* Objective *
Extract the rows below from the line containing "Task: indicate one point on every instance of the person's" through the last row, including both ends, and reproduce each line word for word.

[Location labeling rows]
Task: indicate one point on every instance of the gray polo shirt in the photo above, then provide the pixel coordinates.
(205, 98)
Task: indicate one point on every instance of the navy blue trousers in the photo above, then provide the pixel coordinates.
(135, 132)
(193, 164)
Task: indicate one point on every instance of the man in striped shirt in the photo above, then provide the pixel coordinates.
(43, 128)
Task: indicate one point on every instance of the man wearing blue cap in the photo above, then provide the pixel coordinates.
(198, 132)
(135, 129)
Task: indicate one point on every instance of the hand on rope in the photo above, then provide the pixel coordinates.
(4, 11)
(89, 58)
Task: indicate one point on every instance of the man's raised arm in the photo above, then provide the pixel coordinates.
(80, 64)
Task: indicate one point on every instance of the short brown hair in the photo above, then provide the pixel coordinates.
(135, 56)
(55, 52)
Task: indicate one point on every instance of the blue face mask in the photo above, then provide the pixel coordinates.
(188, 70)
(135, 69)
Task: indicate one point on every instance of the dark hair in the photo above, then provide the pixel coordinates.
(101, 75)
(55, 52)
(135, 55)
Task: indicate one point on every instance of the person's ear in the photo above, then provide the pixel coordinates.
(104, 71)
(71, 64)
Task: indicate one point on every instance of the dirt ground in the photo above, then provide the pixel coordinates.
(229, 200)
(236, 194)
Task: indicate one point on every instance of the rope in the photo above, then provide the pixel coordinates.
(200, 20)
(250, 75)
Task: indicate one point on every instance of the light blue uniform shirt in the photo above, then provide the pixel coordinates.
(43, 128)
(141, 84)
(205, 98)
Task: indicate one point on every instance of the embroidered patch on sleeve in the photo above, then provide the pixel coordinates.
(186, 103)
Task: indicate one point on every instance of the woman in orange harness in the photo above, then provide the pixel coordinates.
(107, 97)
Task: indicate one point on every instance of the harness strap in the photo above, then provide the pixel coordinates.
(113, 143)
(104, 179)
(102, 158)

* Task output *
Task: indicate one point on every instance of the person's ear in the photo above, then provide the pixel coordinates.
(104, 71)
(71, 64)
Task: indicate one point on every instance of the dirt ground in the photo above, then provide the pixel coordinates.
(229, 200)
(236, 194)
Task: indicate one point on every instance of the rope in the photo above, then provide the pixel coordinates.
(200, 20)
(250, 75)
Task: indicate one point on every instance of the light blue uniform shirt in the photo above, then provide the pixel coordinates.
(43, 128)
(141, 84)
(205, 98)
Task: indicate one point on every instance of the embroidered patch on sleeve in the photo above, then provide the pixel coordinates.
(186, 103)
Task: indicate one point on every instance of the woman in orange harness in the photo above, then provide the pixel coordinates.
(107, 97)
Task: indicate one point on every instance of the harness strap in the photo above, then provide the pixel coordinates.
(113, 143)
(104, 179)
(102, 158)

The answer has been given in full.